» **DOCUMENT SECTION**:
You will have to tweak it once you get all your gear loaded. Get the directions for the hitch and get the wrenches to adjust the hitch you will need them.
IMHO you may find that although the weight of your new Outback is similar to your old TT the length could be a real issue


----------



## Birdman1991 (Mar 5, 2011)

Red Beard said:


> Price seems VERY high...If I remember when I was looking a year ago I found a net price of about $480.00. Take a look on Craig's list and eBay. It's not like they wear out.
> I strongly recommend that you make sure that you test drive the dealers set up before you hit the road. Get you to highway speed and let some trucks pass you. If you are paying for the dealer to set it up then make sure it is right. Make sure they are measuring EVERYTHING front and rear height of TV before and after. Make sure the TT is level. They should really be measuring all 4 corners of the TV to make sure the weight is distributed evenly.
> I found out the hard way about the "dealer set up"
> You will have to tweak it once you get all your gear loaded. Get the directions for the hitch and get the wrenches to adjust the hitch you will need them.

» **EXERCISE INSTRUCTIONS**: In the hitch forum thread, what net price did Red Beard find when looking a year earlier?

» **STORED DATA**:
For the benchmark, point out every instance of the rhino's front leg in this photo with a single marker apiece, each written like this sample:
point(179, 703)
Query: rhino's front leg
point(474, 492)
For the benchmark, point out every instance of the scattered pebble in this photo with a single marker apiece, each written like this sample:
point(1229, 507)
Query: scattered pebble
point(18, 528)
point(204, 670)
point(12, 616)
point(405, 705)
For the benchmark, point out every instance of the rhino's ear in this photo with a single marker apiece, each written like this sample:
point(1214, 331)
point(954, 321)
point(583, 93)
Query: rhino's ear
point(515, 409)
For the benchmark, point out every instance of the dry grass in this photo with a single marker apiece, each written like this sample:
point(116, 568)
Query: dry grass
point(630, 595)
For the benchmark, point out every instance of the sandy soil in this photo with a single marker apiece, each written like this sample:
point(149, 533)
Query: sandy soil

» **CORRECT RESULT**: About $480.00.